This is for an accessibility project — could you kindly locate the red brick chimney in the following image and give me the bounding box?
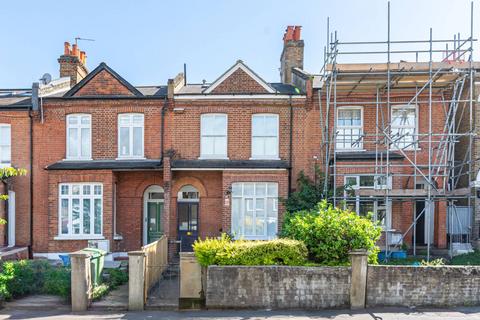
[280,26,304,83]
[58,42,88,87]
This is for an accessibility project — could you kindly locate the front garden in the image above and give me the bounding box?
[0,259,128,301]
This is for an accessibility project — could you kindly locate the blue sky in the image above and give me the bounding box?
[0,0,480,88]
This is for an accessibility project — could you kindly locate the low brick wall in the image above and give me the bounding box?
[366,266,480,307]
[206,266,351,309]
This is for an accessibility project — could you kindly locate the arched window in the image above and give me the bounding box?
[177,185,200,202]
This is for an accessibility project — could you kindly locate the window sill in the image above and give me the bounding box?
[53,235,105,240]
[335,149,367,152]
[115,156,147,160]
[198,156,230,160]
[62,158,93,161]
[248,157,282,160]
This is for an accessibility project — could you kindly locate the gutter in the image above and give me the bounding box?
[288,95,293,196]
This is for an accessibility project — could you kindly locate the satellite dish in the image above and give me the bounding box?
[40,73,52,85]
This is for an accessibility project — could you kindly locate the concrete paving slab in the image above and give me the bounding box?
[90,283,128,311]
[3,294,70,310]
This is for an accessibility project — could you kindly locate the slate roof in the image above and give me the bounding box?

────────────────────────────────────────

Repeat the entries word for word, from the line containing "locate the concrete" up to and including the last line of the entries.

This is for an accessibility project — could you kindly locate the concrete paving slab in the image above and give me the bounding box?
[90,283,128,311]
[3,294,70,310]
This is for an accessibility project — could you kindly locate the slate roof in the image above and give me the bounding box?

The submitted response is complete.